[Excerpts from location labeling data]
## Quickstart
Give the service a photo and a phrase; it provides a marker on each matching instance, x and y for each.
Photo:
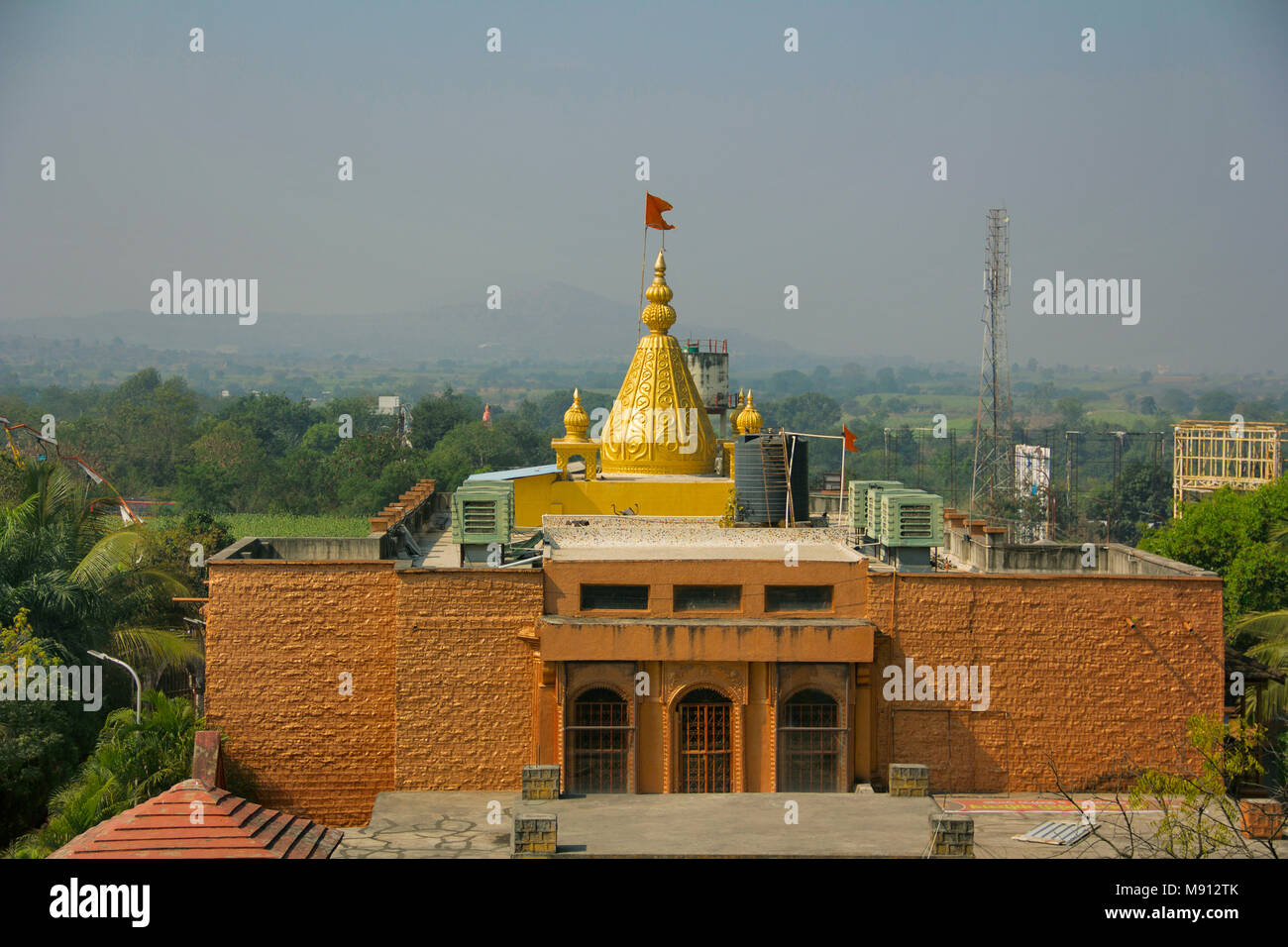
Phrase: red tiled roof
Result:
(230, 827)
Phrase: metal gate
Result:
(706, 744)
(811, 744)
(599, 742)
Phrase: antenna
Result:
(992, 470)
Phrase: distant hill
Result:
(555, 322)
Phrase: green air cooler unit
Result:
(872, 505)
(858, 502)
(482, 515)
(912, 521)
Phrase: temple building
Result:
(657, 612)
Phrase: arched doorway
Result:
(599, 742)
(704, 742)
(811, 738)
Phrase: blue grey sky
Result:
(809, 169)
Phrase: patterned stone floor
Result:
(477, 825)
(434, 825)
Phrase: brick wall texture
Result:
(1077, 690)
(442, 684)
(1091, 677)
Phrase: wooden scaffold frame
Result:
(1210, 455)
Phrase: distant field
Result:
(1128, 420)
(286, 525)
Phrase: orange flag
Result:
(653, 210)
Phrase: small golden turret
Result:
(576, 420)
(750, 420)
(657, 315)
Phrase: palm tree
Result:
(134, 761)
(68, 558)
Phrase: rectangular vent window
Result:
(798, 598)
(696, 598)
(593, 596)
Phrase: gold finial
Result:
(750, 420)
(576, 420)
(657, 315)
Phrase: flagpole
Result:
(842, 478)
(639, 308)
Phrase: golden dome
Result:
(750, 420)
(576, 420)
(658, 424)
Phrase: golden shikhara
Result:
(657, 424)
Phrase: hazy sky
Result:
(809, 167)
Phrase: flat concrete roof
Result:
(771, 552)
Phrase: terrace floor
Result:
(455, 825)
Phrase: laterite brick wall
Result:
(1073, 684)
(442, 684)
(278, 637)
(467, 681)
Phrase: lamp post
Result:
(138, 685)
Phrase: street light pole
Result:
(138, 685)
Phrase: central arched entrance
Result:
(810, 744)
(599, 742)
(704, 745)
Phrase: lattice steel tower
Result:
(993, 466)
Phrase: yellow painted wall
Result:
(536, 496)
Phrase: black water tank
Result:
(799, 464)
(760, 478)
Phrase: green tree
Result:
(436, 415)
(134, 761)
(1070, 411)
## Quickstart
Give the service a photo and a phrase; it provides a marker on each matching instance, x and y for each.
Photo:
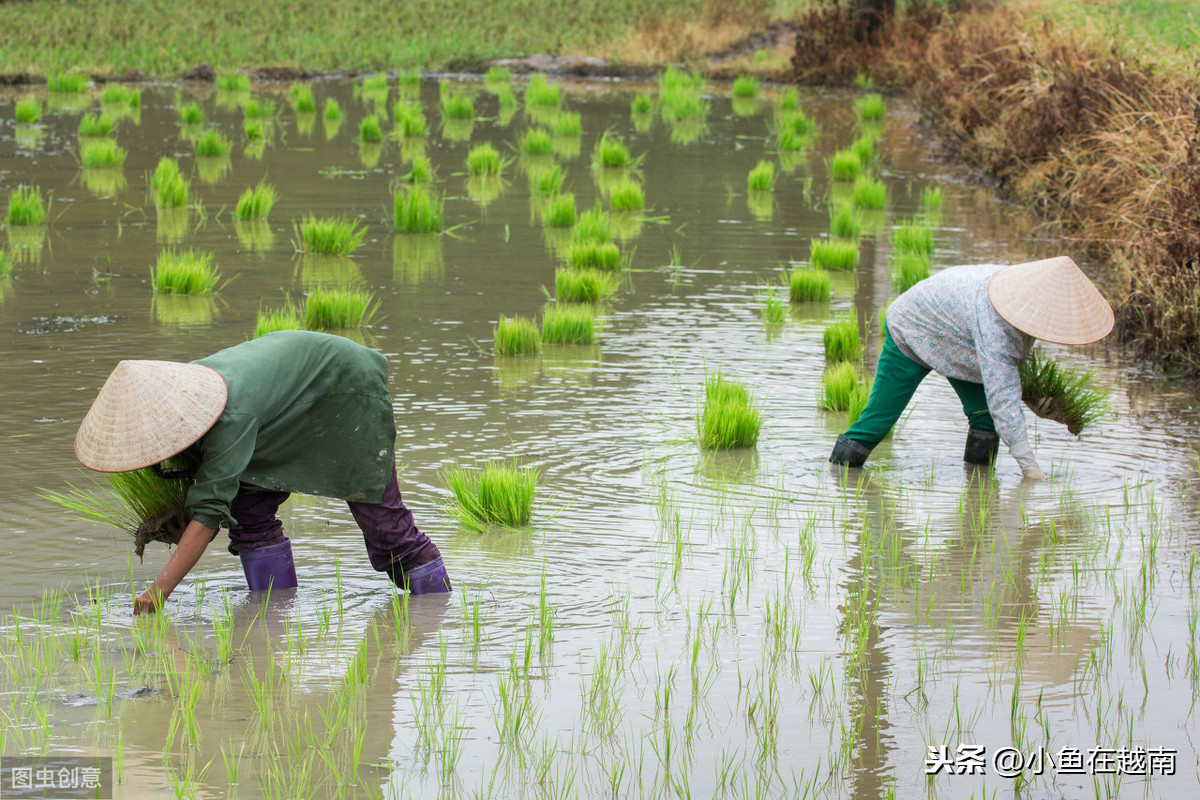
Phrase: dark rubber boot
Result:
(429, 578)
(849, 452)
(982, 446)
(270, 567)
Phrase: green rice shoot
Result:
(730, 417)
(497, 494)
(1061, 394)
(101, 154)
(516, 336)
(25, 206)
(568, 324)
(841, 341)
(761, 178)
(869, 193)
(186, 272)
(585, 286)
(809, 284)
(418, 210)
(837, 385)
(834, 253)
(330, 235)
(256, 203)
(333, 310)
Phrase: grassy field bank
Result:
(1085, 112)
(162, 41)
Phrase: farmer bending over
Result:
(975, 325)
(288, 411)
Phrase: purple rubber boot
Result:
(270, 566)
(429, 578)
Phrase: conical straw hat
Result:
(148, 411)
(1051, 300)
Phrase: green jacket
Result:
(306, 413)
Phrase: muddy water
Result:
(676, 621)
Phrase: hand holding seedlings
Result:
(287, 411)
(976, 325)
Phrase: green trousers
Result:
(897, 378)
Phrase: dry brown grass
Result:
(1105, 149)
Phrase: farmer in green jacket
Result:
(288, 411)
(975, 325)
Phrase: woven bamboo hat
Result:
(148, 411)
(1051, 300)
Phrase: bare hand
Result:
(148, 603)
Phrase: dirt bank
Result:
(1107, 150)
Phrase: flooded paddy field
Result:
(676, 621)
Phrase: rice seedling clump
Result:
(189, 272)
(95, 125)
(330, 310)
(561, 212)
(29, 110)
(730, 417)
(841, 341)
(845, 166)
(1061, 394)
(837, 386)
(516, 336)
(834, 254)
(256, 203)
(909, 269)
(870, 107)
(484, 160)
(537, 142)
(330, 235)
(418, 211)
(101, 154)
(213, 144)
(568, 325)
(25, 206)
(761, 178)
(809, 284)
(745, 86)
(912, 238)
(627, 196)
(583, 286)
(869, 193)
(497, 494)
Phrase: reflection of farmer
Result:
(975, 325)
(288, 411)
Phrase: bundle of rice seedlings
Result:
(29, 110)
(809, 284)
(25, 206)
(93, 125)
(101, 154)
(144, 504)
(568, 324)
(331, 310)
(840, 340)
(1061, 394)
(730, 417)
(834, 254)
(585, 286)
(418, 211)
(497, 494)
(837, 386)
(761, 178)
(516, 336)
(845, 166)
(329, 235)
(256, 203)
(189, 272)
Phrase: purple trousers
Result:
(394, 541)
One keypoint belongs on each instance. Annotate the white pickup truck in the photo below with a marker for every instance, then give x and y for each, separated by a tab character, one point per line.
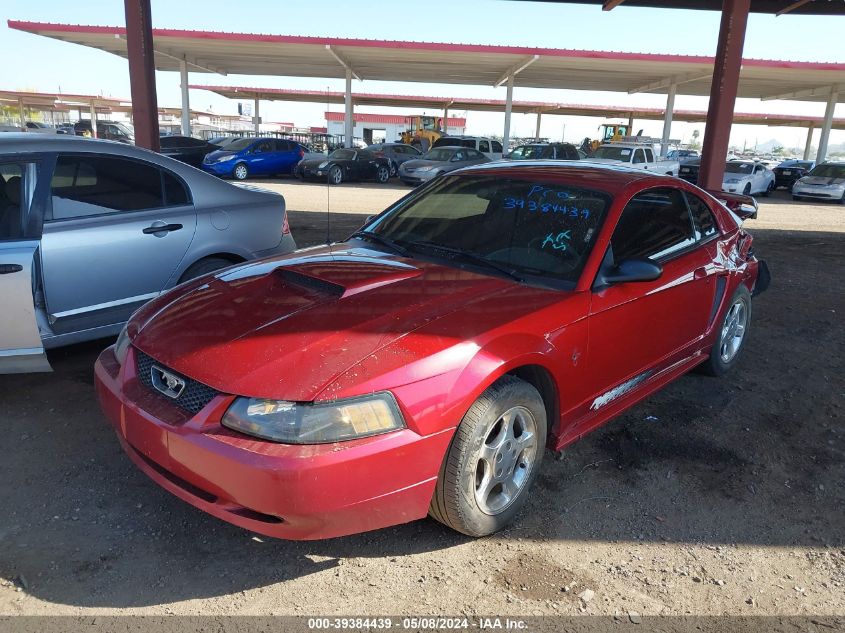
636	155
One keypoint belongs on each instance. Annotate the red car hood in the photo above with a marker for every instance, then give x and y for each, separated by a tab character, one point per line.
285	328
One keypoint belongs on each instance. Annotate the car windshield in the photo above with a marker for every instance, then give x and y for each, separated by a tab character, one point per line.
240	144
530	228
125	129
738	168
527	152
829	171
613	153
439	154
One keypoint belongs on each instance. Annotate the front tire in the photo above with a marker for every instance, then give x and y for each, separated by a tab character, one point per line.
493	459
733	331
240	171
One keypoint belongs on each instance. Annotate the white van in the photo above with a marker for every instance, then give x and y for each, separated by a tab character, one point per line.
490	148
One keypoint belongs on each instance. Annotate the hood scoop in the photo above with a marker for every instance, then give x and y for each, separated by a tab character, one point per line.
316	284
340	279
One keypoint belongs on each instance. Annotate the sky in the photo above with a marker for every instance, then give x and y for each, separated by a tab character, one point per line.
49	65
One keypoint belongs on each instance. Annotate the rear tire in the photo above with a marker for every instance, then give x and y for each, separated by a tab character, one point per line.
240	171
204	267
493	459
732	334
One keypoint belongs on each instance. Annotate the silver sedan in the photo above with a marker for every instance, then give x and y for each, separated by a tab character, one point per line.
90	230
438	161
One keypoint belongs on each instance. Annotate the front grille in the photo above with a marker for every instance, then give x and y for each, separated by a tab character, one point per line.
192	399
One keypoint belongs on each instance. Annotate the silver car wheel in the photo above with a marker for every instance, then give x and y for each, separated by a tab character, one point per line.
733	331
505	460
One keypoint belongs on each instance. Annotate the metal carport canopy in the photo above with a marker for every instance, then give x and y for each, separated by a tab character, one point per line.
497	105
433	62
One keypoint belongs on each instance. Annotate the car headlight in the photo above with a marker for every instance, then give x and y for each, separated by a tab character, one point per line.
121	347
315	423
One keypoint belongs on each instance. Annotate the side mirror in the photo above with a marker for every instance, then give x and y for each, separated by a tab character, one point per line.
636	269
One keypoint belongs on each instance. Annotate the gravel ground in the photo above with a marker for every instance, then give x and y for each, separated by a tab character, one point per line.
715	496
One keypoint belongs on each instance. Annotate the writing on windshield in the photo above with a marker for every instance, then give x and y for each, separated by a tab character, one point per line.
544	229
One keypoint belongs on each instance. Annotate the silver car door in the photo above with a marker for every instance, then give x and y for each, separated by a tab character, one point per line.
21	349
112	238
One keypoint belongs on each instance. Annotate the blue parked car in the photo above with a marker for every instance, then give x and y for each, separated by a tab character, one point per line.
254	157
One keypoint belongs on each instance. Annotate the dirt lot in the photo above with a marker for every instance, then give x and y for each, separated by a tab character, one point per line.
716	496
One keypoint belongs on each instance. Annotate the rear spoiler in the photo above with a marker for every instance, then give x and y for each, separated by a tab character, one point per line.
743	206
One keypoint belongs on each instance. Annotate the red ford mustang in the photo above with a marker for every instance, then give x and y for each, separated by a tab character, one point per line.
423	366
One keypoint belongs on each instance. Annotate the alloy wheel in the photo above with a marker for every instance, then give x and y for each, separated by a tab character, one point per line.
505	460
733	331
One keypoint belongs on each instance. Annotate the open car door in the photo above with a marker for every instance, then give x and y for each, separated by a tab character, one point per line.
21	349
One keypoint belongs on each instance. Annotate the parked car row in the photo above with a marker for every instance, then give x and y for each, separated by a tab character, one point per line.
803	178
91	230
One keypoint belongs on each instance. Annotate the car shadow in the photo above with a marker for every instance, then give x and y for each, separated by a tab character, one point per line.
753	458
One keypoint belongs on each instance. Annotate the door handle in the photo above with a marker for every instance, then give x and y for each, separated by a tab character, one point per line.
164	228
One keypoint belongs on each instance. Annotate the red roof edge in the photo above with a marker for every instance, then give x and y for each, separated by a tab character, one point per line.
40	27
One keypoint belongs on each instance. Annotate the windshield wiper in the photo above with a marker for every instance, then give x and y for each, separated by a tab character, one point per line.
381	239
470	257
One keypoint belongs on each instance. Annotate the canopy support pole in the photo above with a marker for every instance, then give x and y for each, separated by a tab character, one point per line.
348	117
828	123
141	53
808	145
93	111
508	108
667	119
186	106
723	89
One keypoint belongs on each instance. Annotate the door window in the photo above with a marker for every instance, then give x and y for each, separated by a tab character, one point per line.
11	195
89	185
655	224
705	223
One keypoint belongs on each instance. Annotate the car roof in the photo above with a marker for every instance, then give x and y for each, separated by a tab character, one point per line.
609	178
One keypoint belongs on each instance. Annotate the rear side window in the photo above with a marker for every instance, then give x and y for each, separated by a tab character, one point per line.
91	185
705	223
654	224
11	195
175	193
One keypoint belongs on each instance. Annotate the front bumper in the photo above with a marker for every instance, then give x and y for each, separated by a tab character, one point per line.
820	193
219	169
283	491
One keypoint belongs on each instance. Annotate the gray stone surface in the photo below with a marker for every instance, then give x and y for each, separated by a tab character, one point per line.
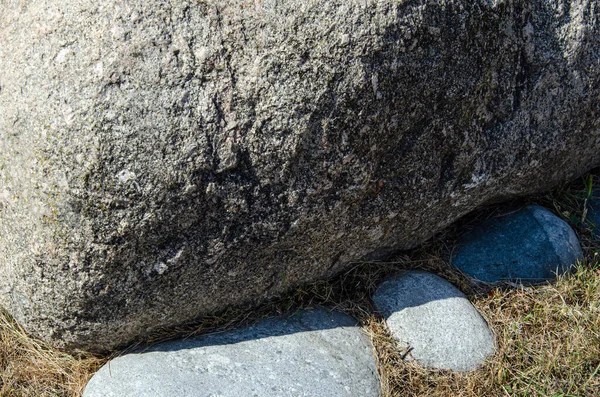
531	245
314	353
165	160
435	320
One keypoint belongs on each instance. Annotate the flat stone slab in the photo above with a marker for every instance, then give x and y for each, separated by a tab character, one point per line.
311	353
435	320
531	245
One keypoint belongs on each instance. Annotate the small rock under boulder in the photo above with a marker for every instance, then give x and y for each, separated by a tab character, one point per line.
163	161
531	245
311	353
435	320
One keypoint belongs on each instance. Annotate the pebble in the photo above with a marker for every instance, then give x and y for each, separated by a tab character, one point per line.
435	321
530	246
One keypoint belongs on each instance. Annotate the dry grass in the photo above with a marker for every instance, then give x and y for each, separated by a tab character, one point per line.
548	337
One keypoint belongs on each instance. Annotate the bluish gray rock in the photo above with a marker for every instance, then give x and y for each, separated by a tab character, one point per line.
161	161
531	245
311	353
435	320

**WRITTEN INSTRUCTION:** Render everything in the listing above, from its first line down to the line containing "(1210, 455)", as a Markdown table with the columns Row and Text. Number each line in Row, skip blank lines, and leave the pictures out.

**RESULT OF THE TASK:**
| Row | Text |
|---|---|
| 1 | ## Quickstart |
| 2 | Give the service a photo and a phrase; it provides a marker on each matching instance, x and y for each. |
| 3 | Photo: |
| 4 | Phrase: red tiled roof |
| 5 | Result: |
| 6 | (230, 827) |
| 7 | Phrase: metal gate |
| 8 | Result: |
| 9 | (706, 744) |
| 10 | (811, 744) |
| 11 | (599, 742) |
| 12 | Phrase: antenna |
| 13 | Result: |
| 14 | (992, 470) |
| 15 | Phrase: distant hill |
| 16 | Result: |
| 17 | (555, 322) |
| 18 | Phrase: green air cooler unit |
| 19 | Result: |
| 20 | (872, 505) |
| 21 | (858, 502) |
| 22 | (482, 515) |
| 23 | (912, 521) |
| 24 | Phrase: temple building |
| 25 | Result: |
| 26 | (657, 612) |
| 27 | Phrase: arched doorway |
| 28 | Result: |
| 29 | (599, 742) |
| 30 | (704, 742) |
| 31 | (811, 738) |
| 32 | Phrase: blue grey sky |
| 33 | Result: |
| 34 | (809, 169) |
| 35 | Phrase: patterned stone floor |
| 36 | Result: |
| 37 | (477, 825) |
| 38 | (434, 825) |
| 39 | Phrase: brick wall texture |
| 40 | Result: |
| 41 | (1077, 690) |
| 42 | (442, 684) |
| 43 | (1091, 677) |
| 44 | Phrase: wooden scaffold frame |
| 45 | Result: |
| 46 | (1210, 455) |